— begin —

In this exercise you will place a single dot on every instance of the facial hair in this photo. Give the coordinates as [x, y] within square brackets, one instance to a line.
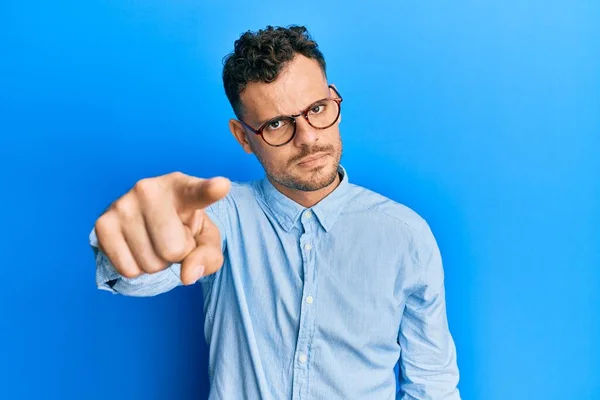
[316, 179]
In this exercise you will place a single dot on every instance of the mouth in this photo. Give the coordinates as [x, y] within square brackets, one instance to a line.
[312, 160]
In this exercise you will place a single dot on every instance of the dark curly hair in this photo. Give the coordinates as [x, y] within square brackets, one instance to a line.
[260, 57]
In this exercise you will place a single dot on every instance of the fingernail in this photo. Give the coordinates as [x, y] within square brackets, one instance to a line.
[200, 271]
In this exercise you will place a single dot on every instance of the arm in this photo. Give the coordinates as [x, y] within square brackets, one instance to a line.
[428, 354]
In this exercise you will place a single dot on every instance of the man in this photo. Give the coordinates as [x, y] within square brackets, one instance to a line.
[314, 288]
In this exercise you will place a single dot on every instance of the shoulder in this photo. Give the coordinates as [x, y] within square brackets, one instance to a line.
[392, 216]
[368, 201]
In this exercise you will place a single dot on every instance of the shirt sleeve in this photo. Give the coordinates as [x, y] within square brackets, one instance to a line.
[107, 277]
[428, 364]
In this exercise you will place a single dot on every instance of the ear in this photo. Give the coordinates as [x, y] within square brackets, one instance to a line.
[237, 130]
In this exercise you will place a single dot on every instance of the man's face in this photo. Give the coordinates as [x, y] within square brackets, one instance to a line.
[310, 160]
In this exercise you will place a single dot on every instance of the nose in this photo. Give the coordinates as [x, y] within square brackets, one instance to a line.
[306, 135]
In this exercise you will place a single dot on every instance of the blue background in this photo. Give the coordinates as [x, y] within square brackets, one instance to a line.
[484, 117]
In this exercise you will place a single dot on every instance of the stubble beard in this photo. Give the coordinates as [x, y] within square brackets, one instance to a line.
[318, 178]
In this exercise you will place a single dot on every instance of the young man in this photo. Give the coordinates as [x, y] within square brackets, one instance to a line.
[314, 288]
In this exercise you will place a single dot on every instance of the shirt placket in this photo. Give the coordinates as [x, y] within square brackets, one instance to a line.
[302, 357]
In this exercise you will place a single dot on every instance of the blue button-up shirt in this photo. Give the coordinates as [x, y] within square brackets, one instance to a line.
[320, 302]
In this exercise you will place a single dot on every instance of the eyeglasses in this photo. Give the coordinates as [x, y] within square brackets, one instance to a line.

— end —
— begin —

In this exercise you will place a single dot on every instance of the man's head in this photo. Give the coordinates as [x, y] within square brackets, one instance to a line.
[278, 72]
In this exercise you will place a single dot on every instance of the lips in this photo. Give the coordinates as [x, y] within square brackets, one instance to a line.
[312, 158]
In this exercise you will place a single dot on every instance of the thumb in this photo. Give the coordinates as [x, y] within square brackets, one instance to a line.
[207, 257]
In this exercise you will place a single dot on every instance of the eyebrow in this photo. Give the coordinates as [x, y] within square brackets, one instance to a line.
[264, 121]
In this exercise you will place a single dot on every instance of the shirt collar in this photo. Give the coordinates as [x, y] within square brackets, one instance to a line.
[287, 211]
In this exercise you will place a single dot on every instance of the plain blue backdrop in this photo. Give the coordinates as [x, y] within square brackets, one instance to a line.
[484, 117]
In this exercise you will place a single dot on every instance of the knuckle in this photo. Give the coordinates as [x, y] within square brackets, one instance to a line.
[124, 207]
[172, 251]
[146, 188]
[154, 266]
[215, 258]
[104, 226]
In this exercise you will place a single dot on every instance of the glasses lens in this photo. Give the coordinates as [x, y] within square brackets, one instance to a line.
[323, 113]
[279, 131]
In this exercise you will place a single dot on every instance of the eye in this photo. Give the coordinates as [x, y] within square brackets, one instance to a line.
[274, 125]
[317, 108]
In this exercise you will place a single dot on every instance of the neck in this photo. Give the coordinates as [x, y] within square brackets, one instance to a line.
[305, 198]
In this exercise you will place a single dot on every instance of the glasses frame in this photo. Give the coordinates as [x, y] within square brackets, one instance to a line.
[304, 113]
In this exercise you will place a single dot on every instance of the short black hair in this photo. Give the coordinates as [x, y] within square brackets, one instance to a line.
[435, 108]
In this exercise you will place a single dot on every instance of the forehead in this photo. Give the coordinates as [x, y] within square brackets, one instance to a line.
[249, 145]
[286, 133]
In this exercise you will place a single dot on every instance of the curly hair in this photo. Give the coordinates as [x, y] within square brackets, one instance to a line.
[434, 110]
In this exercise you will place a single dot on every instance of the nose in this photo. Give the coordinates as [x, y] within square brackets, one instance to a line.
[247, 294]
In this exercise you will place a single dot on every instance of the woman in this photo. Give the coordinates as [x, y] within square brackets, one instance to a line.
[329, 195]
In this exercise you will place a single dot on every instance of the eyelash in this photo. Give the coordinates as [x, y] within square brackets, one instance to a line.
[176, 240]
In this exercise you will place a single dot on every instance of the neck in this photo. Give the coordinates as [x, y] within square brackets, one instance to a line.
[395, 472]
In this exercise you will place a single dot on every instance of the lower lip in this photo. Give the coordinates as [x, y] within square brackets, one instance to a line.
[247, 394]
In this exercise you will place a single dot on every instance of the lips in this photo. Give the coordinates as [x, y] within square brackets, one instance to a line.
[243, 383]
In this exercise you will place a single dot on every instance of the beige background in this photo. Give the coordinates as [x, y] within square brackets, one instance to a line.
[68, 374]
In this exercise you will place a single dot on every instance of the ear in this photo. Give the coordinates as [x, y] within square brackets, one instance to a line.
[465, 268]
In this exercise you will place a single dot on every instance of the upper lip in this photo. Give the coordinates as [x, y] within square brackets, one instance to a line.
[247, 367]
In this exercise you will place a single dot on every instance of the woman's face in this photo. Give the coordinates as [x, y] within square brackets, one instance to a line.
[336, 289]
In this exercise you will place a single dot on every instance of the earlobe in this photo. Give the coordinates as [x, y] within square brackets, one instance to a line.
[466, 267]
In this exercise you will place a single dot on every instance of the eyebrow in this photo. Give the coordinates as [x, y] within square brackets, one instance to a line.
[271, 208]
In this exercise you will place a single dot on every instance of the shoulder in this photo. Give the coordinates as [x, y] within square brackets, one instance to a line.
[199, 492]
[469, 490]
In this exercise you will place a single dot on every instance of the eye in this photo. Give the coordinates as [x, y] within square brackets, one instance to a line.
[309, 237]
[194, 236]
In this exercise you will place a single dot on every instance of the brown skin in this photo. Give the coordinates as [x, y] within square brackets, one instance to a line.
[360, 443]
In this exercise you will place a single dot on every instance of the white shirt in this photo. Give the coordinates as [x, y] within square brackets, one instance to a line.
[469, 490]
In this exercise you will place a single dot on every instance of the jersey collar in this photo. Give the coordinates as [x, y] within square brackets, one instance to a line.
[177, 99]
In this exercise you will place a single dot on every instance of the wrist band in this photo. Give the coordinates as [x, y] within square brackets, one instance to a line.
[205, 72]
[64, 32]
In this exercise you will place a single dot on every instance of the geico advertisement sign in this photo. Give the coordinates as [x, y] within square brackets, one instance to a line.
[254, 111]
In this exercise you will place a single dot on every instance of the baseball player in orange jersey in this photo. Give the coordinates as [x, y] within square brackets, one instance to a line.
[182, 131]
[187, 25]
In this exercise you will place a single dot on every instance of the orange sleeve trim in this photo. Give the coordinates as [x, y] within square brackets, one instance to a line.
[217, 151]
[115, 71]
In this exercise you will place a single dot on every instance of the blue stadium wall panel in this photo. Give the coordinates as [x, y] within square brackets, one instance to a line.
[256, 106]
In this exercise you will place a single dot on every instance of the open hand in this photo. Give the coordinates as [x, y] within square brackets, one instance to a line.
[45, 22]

— end —

# Your goal:
How many lines in the listing above contain the string "background"? Case counts. Reply with the number only.

# Complete response:
2